* How to complete this task
Give back the full data, retyped precisely.

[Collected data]

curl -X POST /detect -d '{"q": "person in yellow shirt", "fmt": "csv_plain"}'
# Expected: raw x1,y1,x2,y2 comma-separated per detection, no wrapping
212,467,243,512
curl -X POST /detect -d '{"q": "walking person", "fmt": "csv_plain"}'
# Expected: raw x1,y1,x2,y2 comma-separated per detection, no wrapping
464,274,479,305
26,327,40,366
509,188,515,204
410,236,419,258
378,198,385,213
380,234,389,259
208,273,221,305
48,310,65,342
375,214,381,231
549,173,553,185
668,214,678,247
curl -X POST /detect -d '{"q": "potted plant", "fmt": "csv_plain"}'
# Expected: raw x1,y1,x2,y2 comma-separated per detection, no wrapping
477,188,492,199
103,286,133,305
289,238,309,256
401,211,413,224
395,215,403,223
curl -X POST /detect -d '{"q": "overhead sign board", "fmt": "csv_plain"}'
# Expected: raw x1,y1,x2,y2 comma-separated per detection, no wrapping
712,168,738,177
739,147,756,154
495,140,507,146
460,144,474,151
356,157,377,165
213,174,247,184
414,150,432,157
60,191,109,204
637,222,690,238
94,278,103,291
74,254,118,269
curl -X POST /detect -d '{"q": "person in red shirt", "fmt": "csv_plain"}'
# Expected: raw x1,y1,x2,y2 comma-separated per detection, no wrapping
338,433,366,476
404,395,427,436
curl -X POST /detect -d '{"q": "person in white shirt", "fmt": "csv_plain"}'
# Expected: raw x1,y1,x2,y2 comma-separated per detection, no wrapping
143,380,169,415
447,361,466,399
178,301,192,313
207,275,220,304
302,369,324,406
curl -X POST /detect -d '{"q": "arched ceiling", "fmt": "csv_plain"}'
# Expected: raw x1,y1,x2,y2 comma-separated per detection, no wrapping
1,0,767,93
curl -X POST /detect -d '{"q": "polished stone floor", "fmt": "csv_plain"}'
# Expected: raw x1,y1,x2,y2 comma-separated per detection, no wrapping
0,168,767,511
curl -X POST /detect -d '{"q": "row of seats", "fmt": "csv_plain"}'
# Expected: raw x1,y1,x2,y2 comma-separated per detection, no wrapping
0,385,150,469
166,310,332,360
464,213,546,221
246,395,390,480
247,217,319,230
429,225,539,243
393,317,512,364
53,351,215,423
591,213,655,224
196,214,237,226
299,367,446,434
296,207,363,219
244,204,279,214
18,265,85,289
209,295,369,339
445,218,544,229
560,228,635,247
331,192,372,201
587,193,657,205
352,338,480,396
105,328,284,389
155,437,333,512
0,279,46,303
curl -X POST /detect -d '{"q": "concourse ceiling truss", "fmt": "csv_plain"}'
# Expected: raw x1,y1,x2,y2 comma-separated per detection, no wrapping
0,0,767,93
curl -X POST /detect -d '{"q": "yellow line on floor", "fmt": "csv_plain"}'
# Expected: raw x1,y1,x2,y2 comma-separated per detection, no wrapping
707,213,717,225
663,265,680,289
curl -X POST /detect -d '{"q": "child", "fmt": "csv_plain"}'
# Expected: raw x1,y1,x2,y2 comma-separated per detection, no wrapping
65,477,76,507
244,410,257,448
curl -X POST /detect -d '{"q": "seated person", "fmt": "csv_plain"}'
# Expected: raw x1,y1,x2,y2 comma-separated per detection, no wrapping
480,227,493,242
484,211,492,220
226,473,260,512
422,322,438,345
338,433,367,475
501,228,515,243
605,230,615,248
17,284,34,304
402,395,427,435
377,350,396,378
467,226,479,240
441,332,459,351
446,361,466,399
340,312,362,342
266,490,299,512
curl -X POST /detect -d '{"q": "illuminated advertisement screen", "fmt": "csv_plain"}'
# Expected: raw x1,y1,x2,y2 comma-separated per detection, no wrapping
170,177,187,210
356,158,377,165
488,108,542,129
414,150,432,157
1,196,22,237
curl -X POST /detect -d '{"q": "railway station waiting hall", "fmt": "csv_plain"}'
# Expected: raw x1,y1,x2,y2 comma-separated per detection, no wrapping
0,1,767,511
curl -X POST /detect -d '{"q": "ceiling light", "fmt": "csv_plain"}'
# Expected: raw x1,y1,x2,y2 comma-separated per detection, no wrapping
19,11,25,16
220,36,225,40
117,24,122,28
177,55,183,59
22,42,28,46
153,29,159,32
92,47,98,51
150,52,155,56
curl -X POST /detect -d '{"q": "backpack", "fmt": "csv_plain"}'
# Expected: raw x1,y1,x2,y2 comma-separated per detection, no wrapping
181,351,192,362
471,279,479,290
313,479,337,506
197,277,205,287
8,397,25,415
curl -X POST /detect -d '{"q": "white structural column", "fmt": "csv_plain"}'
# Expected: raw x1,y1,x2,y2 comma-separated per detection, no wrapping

* Answer area
curl -X POST /detect -d '{"q": "person in yellow shirt", "fmt": "csv_plain"}'
# Expected: raw x1,y1,x2,y2 comma-separated per detection, no wrapping
212,467,243,512
curl -X POST /detect -d '{"q": "walking person", "fmt": "csv_plain"}'
# Expected: raw x1,y1,x2,y2 comma-separated per detection, no wrapping
464,274,479,305
26,327,40,366
509,188,515,204
410,236,419,258
378,198,385,213
380,234,389,259
208,273,221,305
48,310,65,342
375,214,381,231
549,173,553,185
668,214,678,247
curl -X POST /detect -d '{"q": "potted plant", "fmt": "csv_plain"}'
# Expected: raw x1,y1,x2,y2 comma-separated per detection, no wrapping
477,188,492,199
103,286,133,305
289,238,309,256
401,211,413,224
395,215,403,223
curl -X POST /detect -d '{"q": "overhead sign board", "fmt": "csv_plain"}'
# Expected: raw x1,y1,x2,y2 comma-separated per detection, no wrapping
712,168,738,177
739,147,756,154
495,140,507,146
460,144,474,151
356,157,377,165
213,174,247,184
414,150,432,157
60,191,109,204
637,222,690,238
94,278,103,291
74,254,118,269
curl -X POST /detect -d '{"q": "person in red shirt", "fmt": "csv_plain"}'
# Expected: raw x1,y1,x2,y2 comma-separated per detection, no wrapping
338,433,366,476
404,395,427,436
curl -X POST /detect -d '{"q": "person in white shirt", "fmt": "csv_plain"}'
# Expected: raw x1,y1,x2,y2 comma-separated per detection, no wrapping
143,380,169,415
447,361,466,399
178,301,192,313
207,275,220,304
302,369,324,406
curl -X POST /detect -d '{"q": "arched ceiling", "fmt": "csv_plain"}'
# Expected: raw x1,y1,x2,y2 comma-separated per detection, no wrapping
1,0,767,93
curl -X POST /detect -d '{"q": "polished stone floor", "fmt": "csv_plain"}'
# Expected: raw x1,y1,x2,y2 comma-separated per detection, no wrapping
0,168,767,511
curl -X POST /detect -d '{"q": "row of seats", "fmt": "csv_plain"}'
# Expected: raw x1,y1,x2,y2 comma-separated per detection, no wrapping
0,385,150,469
166,310,332,360
464,213,546,221
246,395,390,480
247,217,319,230
429,225,539,243
393,317,512,364
53,351,215,423
591,213,655,224
196,214,237,226
299,367,446,434
296,207,363,219
244,204,279,214
18,265,85,289
209,295,369,339
445,218,544,229
560,228,635,247
331,192,372,201
587,193,657,205
352,338,480,396
105,328,284,389
155,437,333,512
0,279,46,303
curl -X POST /detect -d '{"q": "concourse ceiling truss", "fmt": "csv_plain"}'
# Expected: raw x1,y1,x2,y2 comma-separated per detection, no wrapping
0,0,767,93
curl -X POST /detect -d '{"q": "yellow line on floor", "fmt": "csv_plain"}'
# Expected: raw x1,y1,x2,y2 comma-separated per detection, no wrapping
707,213,717,225
663,265,680,289
curl -X POST /detect -d '{"q": "child", "fmt": "csv_plain"}'
# Expected: raw x1,y1,x2,y2 comma-separated per detection, no wrapping
65,477,76,507
244,410,257,448
curl -X POST /detect -d '{"q": "seated person", "fmt": "csv_plain"}'
# Expected: raw x1,y1,x2,y2 comma-separated per detection, no wrapping
480,227,493,242
484,211,492,220
226,473,260,512
422,322,438,345
338,433,367,475
501,228,515,243
605,230,615,248
17,284,34,304
402,395,427,435
377,350,396,378
467,226,479,240
441,332,459,351
446,361,466,399
340,312,362,342
266,490,299,512
curl -X POST /detect -d '{"q": "illuminated advertisement screen", "fmt": "csv_plain"}'
# Expected: raw x1,y1,x2,y2 comma-separated per detection, no wrapping
170,177,187,210
356,158,377,165
488,108,542,129
414,150,432,157
1,196,22,237
curl -X POST /detect -d '{"q": "railway station waiting hall", "fmt": "csv_plain"}'
# Expected: raw x1,y1,x2,y2 comma-separated per detection, no wrapping
0,1,767,511
curl -X POST /detect -d '{"q": "ceiling light", "fmt": "csv_plain"}'
# Expected: raw x1,y1,x2,y2 comma-separated per detection, no wrapping
19,11,25,16
220,36,225,40
117,24,122,28
177,55,183,59
22,42,28,46
153,29,159,32
92,47,98,51
150,52,155,56
curl -X POST /detect -d '{"q": "backpack", "fmt": "csv_plain"}'
# Expected: raw x1,y1,x2,y2 comma-separated per detection, no wrapping
181,351,192,362
471,279,479,290
313,479,337,506
197,277,205,287
8,397,25,415
curl -X POST /detect -d '{"q": "white structural column", "fmt": "csv_plain"}'
# Expected: raw x1,y1,x2,y2 comma-separated per detection, no wrapping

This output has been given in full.